◆ WHAT THE TASK ASKS: Copy the lines below word for word, leaving out the picture.

◆ LISTED ENTRIES:
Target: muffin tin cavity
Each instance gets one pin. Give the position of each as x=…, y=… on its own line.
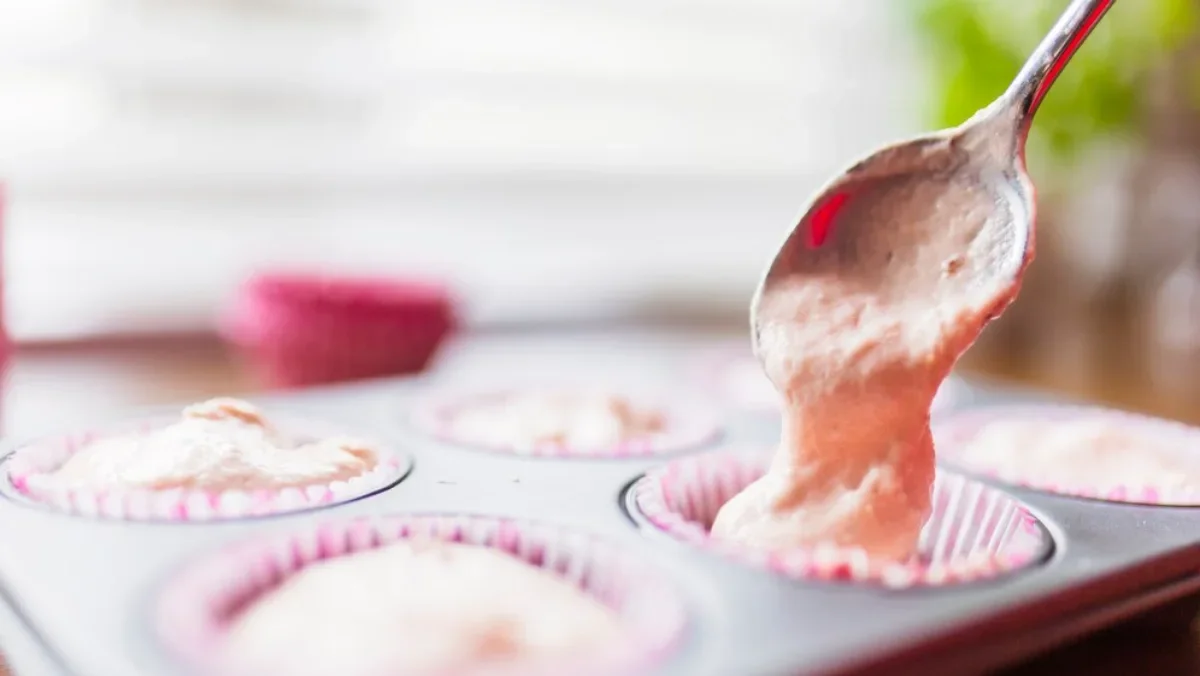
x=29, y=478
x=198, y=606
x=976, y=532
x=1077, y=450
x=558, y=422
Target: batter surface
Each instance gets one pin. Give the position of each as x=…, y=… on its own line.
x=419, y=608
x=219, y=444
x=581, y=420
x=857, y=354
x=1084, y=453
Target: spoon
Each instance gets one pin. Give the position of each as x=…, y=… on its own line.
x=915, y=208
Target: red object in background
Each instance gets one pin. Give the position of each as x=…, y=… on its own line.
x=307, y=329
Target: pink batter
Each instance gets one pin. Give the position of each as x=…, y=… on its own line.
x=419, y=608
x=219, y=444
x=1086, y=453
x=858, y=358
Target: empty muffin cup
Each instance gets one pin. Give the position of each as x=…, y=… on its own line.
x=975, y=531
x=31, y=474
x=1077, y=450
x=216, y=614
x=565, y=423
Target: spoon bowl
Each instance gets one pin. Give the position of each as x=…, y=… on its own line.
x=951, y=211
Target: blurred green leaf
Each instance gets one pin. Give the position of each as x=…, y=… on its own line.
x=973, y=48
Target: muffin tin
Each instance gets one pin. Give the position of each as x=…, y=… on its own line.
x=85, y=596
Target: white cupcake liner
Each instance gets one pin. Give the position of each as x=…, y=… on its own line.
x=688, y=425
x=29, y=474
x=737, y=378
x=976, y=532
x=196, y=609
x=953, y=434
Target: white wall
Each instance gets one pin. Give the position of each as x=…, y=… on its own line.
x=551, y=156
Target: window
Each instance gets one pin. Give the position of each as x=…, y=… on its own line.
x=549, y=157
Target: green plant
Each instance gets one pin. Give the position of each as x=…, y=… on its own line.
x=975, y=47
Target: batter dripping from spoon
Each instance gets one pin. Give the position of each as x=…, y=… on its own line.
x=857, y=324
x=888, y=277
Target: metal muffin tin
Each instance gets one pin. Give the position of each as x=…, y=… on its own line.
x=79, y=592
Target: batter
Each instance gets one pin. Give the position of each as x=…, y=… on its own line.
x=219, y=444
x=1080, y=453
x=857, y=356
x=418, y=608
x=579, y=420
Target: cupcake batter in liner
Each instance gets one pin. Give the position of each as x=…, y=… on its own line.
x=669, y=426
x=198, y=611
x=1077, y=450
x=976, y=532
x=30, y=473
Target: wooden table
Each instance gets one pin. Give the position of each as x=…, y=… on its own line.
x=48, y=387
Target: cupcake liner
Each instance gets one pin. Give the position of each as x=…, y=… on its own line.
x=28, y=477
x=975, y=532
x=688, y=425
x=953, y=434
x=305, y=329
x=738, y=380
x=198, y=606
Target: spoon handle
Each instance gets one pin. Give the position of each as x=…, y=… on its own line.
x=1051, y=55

◆ FINAL RESULT:
Target: muffin tin cavity
Each instance gets one pin. Give the position of each as x=…, y=… on its own line.
x=29, y=478
x=198, y=606
x=976, y=532
x=1077, y=450
x=558, y=422
Target: batter surface
Each instance gets one pin. Give the position of each as x=…, y=… on its own line.
x=419, y=608
x=219, y=444
x=581, y=420
x=857, y=354
x=1084, y=453
Target: spoon
Each instance gets one pin. Give the position of each as x=…, y=… on its own line.
x=915, y=208
Target: red object in background
Each instance gets one pin. Give the position of each as x=…, y=… on its own line.
x=307, y=329
Target: pink batter
Each instance gets one pin. Give the position of each as x=…, y=… on its own line.
x=419, y=608
x=219, y=444
x=1086, y=453
x=858, y=358
Target: empty muffin cup
Each instance gets one pin. Give the position of each as x=…, y=… on its own line.
x=975, y=531
x=31, y=474
x=1077, y=450
x=216, y=614
x=565, y=423
Target: spoon bowl
Each instance gets one pin. Give the position of each as x=…, y=… on its own line.
x=951, y=211
Target: blurred green leaf
Each instance gets one pin. Give the position of each as x=…, y=… on its own line.
x=973, y=48
Target: muffin tin
Each instance gets one pin. Give the position of each as x=…, y=… on its own line.
x=85, y=596
Target: white cupcake liner
Each instance gets one pin. Give the position of each as x=…, y=… on its own line.
x=688, y=425
x=29, y=474
x=737, y=378
x=976, y=532
x=196, y=609
x=953, y=434
Target: white wall
Each instance gets one pin. Give the position of each as x=…, y=… on its own line.
x=551, y=156
Target: window
Each instance gets one pin. Give the position of each as x=…, y=… on its own line.
x=549, y=157
Target: green plant
Each instance gets one pin. Give the position of each as x=…, y=… on its own line.
x=975, y=47
Target: batter dripping from spoon
Each instance gets one pin. Give the position of each as x=…, y=… on its own line.
x=857, y=324
x=888, y=277
Target: metal muffin tin
Each instance gets one pin. Give the position of each as x=…, y=… on its own line.
x=79, y=592
Target: batter
Each instance gets one pin. Give the position of each as x=…, y=… on its own line.
x=219, y=444
x=1080, y=453
x=857, y=356
x=418, y=608
x=579, y=420
Target: cupcake batter in liner
Each instance gets one pin. Give the position of each as x=…, y=… on its own line.
x=669, y=426
x=198, y=611
x=1077, y=450
x=976, y=532
x=30, y=473
Target: wooden table
Each instance gets one pin. Give the position of each as x=…, y=… on its own line.
x=48, y=387
Target: cupcake liner
Each instance gets one pin. Give the position of each as x=…, y=… on its own line.
x=28, y=477
x=975, y=532
x=688, y=425
x=953, y=434
x=305, y=329
x=738, y=380
x=198, y=606
Target: spoon handle
Each instance gets one pin. Give the position of each as x=…, y=… on its own line.
x=1051, y=55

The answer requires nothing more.